_Extracted data:_
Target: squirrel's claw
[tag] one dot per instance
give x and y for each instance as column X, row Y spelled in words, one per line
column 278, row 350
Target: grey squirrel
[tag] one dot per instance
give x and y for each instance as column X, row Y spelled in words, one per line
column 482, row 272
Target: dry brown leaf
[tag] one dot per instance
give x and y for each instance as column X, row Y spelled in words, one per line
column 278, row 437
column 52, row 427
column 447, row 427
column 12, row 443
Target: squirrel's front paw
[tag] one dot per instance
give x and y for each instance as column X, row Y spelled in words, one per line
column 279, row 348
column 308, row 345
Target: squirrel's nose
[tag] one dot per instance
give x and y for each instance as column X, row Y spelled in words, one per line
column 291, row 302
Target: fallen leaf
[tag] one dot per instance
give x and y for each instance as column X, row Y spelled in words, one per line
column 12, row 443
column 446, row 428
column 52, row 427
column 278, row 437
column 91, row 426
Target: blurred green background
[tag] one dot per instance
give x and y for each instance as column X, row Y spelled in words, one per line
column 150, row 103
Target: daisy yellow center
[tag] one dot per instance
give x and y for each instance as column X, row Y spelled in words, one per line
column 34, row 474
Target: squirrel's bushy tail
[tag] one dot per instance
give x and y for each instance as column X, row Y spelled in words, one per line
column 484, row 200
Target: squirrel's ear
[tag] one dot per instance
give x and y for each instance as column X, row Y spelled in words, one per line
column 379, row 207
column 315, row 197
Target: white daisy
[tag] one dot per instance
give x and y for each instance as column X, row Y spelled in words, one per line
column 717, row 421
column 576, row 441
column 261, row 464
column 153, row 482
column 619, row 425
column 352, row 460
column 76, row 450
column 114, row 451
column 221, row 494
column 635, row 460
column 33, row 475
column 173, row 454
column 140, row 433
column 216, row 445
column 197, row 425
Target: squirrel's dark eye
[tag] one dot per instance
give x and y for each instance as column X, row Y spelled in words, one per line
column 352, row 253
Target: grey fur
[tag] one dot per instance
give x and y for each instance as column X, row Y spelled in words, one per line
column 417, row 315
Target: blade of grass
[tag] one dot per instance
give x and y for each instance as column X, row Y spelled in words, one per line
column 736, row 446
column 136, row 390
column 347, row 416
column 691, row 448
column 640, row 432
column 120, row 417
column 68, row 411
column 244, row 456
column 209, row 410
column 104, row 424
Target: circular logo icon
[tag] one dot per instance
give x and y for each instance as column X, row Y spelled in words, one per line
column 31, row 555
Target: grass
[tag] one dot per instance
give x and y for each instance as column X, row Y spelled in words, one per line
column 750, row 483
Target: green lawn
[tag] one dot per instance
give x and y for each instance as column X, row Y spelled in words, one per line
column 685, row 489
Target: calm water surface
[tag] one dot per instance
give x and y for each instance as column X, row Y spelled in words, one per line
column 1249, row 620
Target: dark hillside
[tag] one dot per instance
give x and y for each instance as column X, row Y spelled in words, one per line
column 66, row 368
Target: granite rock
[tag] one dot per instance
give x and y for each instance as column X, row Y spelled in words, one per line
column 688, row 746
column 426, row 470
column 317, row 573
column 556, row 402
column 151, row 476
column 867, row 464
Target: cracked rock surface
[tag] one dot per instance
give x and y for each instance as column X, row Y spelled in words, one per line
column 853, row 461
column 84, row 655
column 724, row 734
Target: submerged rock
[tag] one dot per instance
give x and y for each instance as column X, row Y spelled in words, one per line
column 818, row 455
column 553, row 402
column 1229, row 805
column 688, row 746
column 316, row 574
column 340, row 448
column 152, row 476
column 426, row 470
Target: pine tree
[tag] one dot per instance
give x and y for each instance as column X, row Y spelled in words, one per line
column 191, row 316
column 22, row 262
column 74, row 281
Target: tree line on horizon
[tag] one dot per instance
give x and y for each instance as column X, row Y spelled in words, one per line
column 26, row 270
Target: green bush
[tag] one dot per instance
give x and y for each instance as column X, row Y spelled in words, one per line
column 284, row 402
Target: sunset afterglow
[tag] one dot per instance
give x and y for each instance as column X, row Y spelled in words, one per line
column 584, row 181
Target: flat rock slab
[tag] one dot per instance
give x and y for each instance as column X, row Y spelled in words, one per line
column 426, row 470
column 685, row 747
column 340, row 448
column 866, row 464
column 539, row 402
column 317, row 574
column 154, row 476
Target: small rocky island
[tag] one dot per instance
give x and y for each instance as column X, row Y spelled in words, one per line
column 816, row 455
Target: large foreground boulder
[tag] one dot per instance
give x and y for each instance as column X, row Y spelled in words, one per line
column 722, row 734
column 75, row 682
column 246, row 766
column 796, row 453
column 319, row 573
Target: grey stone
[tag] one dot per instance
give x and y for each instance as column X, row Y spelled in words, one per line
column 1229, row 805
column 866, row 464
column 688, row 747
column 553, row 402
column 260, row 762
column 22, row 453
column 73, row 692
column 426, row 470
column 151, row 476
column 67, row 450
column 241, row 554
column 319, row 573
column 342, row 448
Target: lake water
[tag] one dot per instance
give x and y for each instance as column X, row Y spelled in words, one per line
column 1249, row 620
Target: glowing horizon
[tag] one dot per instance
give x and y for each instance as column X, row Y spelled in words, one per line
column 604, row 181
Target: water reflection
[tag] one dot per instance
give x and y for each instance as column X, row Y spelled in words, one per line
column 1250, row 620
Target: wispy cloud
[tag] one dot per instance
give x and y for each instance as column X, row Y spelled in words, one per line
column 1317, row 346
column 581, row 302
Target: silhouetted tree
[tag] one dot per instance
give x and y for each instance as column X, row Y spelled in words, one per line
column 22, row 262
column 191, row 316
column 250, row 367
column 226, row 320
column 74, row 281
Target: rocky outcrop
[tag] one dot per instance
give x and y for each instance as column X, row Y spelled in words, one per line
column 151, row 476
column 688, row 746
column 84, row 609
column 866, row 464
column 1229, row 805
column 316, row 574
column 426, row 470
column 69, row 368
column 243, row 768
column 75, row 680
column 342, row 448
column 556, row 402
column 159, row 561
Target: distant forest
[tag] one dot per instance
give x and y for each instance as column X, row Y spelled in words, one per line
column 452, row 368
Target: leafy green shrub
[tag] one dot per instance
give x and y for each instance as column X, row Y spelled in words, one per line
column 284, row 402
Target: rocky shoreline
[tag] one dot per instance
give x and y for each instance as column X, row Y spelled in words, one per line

_Given instruction:_ Reproduce the material above word for word, from its first line through the line containing "column 308, row 345".

_Output of the exercise:_
Target: squirrel's claw
[tag] one dot per instance
give x and y for each instance as column X, row Y spelled in words, one per line
column 278, row 350
Target: grey squirrel
[tag] one dot per instance
give x and y for each instance as column X, row Y spelled in words, one per line
column 482, row 272
Target: dry brown leaf
[tag] one dot per instance
give x and y for each instance as column X, row Y spelled in words, one per line
column 278, row 437
column 52, row 427
column 447, row 427
column 12, row 443
Target: squirrel's front paw
[tag] one dot per instance
give x and y for each instance as column X, row Y spelled in words, one per line
column 279, row 348
column 308, row 345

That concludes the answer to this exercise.